**Required task**
Pick out each line in the items below that contains the word "left", and copy those lines. Case counts.

**Exercise data**
** begin **
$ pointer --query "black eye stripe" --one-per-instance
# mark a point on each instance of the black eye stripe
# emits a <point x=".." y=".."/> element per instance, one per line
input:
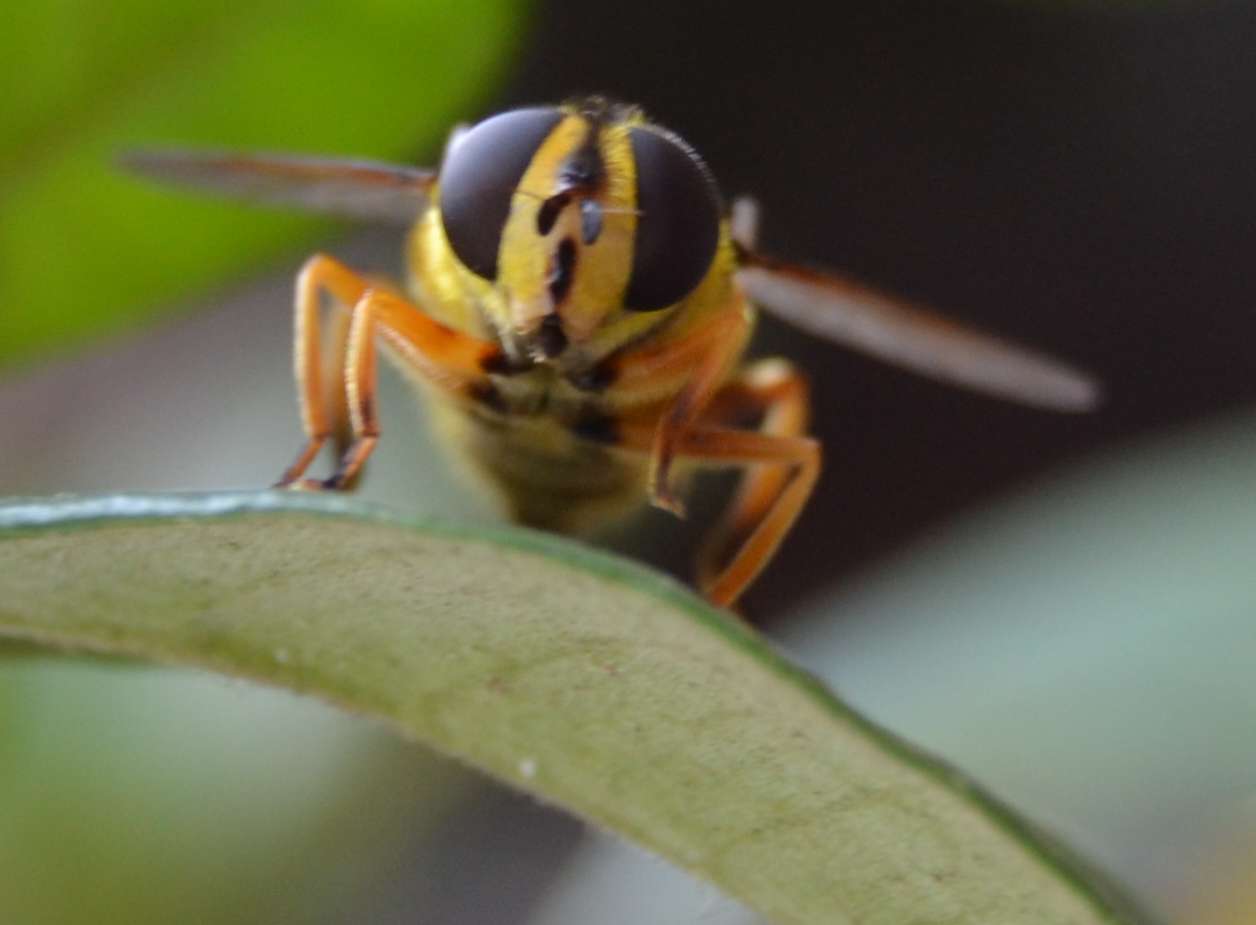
<point x="479" y="180"/>
<point x="678" y="220"/>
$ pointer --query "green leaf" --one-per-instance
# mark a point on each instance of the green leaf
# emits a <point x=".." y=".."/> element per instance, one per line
<point x="584" y="679"/>
<point x="86" y="250"/>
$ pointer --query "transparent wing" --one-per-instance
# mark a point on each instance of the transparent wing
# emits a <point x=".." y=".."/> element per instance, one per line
<point x="850" y="313"/>
<point x="352" y="189"/>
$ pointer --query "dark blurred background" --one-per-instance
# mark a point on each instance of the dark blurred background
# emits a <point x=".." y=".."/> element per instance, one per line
<point x="1075" y="177"/>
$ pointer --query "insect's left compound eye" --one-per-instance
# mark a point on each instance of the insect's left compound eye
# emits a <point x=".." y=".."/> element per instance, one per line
<point x="677" y="224"/>
<point x="479" y="180"/>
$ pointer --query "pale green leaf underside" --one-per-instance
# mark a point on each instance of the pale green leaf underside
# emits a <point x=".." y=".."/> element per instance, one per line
<point x="589" y="681"/>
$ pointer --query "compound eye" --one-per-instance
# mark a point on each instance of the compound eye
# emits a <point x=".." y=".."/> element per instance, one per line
<point x="678" y="221"/>
<point x="479" y="179"/>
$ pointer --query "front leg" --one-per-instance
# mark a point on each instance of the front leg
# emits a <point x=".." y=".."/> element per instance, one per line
<point x="447" y="357"/>
<point x="714" y="350"/>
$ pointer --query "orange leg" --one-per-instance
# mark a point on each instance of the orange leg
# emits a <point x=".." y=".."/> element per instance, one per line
<point x="449" y="357"/>
<point x="701" y="360"/>
<point x="774" y="392"/>
<point x="769" y="500"/>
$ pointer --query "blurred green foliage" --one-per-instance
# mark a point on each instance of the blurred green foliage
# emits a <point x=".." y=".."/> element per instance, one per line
<point x="86" y="250"/>
<point x="143" y="796"/>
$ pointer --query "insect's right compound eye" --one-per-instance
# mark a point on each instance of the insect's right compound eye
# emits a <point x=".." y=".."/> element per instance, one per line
<point x="479" y="179"/>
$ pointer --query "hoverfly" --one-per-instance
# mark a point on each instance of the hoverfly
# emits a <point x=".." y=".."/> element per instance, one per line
<point x="575" y="314"/>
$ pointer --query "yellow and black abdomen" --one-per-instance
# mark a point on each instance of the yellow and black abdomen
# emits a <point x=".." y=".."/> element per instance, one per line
<point x="549" y="470"/>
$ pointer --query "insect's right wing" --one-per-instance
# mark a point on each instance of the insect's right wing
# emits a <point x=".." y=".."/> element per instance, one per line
<point x="847" y="312"/>
<point x="346" y="187"/>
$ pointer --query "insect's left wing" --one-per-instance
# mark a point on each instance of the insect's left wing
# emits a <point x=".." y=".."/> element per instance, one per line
<point x="850" y="313"/>
<point x="352" y="189"/>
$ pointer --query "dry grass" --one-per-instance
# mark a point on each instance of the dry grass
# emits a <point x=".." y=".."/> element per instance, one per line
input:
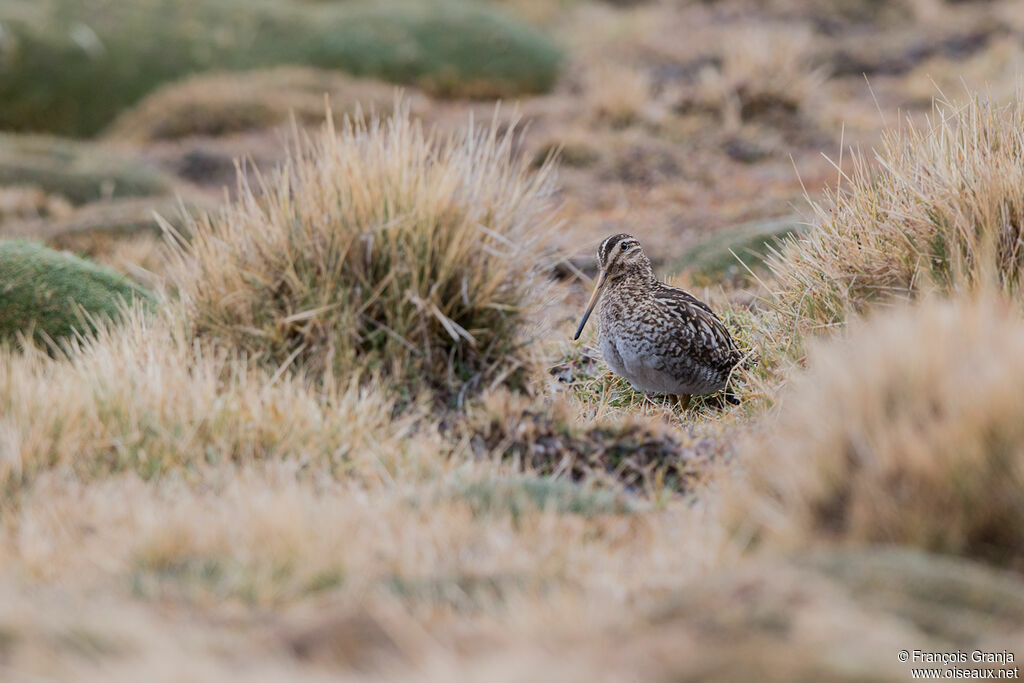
<point x="910" y="431"/>
<point x="144" y="398"/>
<point x="379" y="248"/>
<point x="940" y="207"/>
<point x="765" y="74"/>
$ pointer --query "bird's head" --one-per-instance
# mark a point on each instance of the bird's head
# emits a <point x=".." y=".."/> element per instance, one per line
<point x="617" y="256"/>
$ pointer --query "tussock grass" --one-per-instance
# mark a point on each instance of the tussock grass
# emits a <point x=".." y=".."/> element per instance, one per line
<point x="939" y="208"/>
<point x="144" y="398"/>
<point x="910" y="431"/>
<point x="379" y="248"/>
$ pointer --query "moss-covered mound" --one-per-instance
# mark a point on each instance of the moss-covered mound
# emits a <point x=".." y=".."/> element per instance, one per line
<point x="45" y="293"/>
<point x="77" y="171"/>
<point x="226" y="102"/>
<point x="71" y="67"/>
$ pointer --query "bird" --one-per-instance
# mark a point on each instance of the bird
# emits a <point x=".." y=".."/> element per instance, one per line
<point x="660" y="339"/>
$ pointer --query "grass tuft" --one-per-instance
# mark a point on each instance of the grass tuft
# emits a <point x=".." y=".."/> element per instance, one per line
<point x="910" y="432"/>
<point x="50" y="296"/>
<point x="379" y="248"/>
<point x="942" y="207"/>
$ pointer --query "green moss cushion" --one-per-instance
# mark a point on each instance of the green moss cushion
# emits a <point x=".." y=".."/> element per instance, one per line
<point x="49" y="293"/>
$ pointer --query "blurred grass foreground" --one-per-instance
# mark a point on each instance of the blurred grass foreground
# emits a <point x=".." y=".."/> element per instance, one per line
<point x="70" y="67"/>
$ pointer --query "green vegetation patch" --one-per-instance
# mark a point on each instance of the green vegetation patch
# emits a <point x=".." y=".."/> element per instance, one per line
<point x="52" y="294"/>
<point x="518" y="495"/>
<point x="727" y="255"/>
<point x="76" y="171"/>
<point x="71" y="67"/>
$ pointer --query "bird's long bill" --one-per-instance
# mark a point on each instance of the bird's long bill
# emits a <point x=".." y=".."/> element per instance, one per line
<point x="593" y="302"/>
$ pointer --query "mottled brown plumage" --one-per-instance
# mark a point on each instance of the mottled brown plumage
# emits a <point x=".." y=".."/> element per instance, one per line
<point x="662" y="339"/>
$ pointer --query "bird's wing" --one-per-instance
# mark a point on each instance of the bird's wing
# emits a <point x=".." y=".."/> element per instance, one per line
<point x="707" y="332"/>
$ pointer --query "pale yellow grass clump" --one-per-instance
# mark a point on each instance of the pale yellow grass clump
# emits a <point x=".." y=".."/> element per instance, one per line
<point x="940" y="205"/>
<point x="616" y="93"/>
<point x="145" y="398"/>
<point x="380" y="247"/>
<point x="766" y="73"/>
<point x="910" y="431"/>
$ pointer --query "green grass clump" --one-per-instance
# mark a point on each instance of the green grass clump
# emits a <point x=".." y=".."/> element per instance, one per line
<point x="446" y="48"/>
<point x="44" y="293"/>
<point x="71" y="67"/>
<point x="77" y="171"/>
<point x="727" y="255"/>
<point x="519" y="495"/>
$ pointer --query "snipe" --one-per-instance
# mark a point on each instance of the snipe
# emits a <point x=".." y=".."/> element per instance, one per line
<point x="660" y="339"/>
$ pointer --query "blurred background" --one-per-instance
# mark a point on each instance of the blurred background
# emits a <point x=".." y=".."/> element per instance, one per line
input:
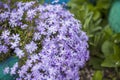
<point x="100" y="19"/>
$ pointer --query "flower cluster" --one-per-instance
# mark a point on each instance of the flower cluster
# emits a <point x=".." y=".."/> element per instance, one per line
<point x="47" y="38"/>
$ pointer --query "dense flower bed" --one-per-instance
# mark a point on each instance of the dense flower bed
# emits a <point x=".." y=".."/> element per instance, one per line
<point x="47" y="39"/>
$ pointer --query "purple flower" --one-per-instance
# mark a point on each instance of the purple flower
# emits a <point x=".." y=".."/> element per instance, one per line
<point x="19" y="52"/>
<point x="3" y="49"/>
<point x="36" y="36"/>
<point x="15" y="37"/>
<point x="6" y="70"/>
<point x="32" y="46"/>
<point x="5" y="34"/>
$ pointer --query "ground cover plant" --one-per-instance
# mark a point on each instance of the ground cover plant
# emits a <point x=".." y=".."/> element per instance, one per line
<point x="47" y="40"/>
<point x="103" y="40"/>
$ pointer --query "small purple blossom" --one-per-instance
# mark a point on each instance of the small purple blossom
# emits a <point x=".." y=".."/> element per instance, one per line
<point x="19" y="52"/>
<point x="32" y="46"/>
<point x="6" y="70"/>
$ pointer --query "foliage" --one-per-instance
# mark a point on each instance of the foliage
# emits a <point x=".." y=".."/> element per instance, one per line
<point x="104" y="43"/>
<point x="47" y="39"/>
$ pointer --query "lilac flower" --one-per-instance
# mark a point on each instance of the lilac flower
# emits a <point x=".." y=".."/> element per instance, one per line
<point x="3" y="49"/>
<point x="5" y="34"/>
<point x="15" y="37"/>
<point x="6" y="70"/>
<point x="14" y="68"/>
<point x="32" y="46"/>
<point x="36" y="36"/>
<point x="14" y="44"/>
<point x="19" y="52"/>
<point x="58" y="48"/>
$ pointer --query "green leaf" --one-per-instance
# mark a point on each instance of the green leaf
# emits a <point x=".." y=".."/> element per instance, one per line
<point x="95" y="62"/>
<point x="98" y="75"/>
<point x="112" y="60"/>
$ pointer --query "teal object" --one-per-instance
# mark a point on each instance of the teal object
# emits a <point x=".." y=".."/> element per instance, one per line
<point x="59" y="2"/>
<point x="114" y="16"/>
<point x="7" y="63"/>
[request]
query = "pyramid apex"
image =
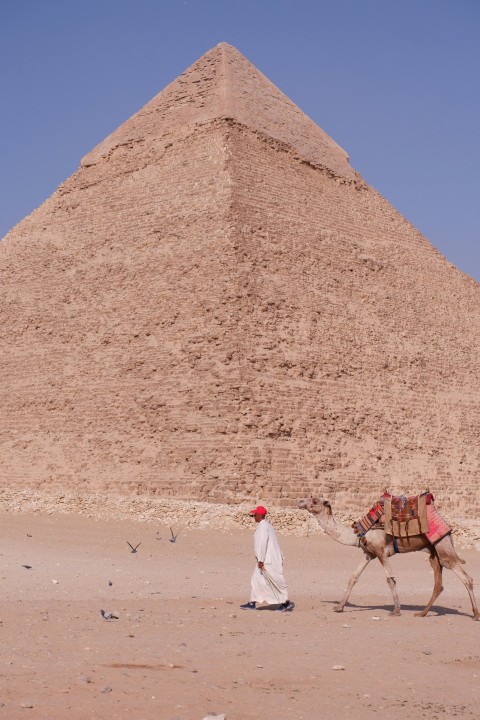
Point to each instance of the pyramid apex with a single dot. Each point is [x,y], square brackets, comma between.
[222,83]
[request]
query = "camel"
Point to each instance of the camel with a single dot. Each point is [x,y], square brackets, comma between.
[376,544]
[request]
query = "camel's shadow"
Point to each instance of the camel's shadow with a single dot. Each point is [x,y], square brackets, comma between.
[435,610]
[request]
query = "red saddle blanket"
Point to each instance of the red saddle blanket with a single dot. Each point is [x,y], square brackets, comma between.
[404,517]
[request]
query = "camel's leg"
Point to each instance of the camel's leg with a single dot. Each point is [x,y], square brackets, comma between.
[365,560]
[449,559]
[391,583]
[437,587]
[468,582]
** end **
**The response**
$ pointer --query "insect's left compound eye" --one-per-instance
# mark a point on each instance of the insect's left compound eye
$ pointer --query "insect's left wing" --one-per-instance
# mark a point on each instance of the insect's left wing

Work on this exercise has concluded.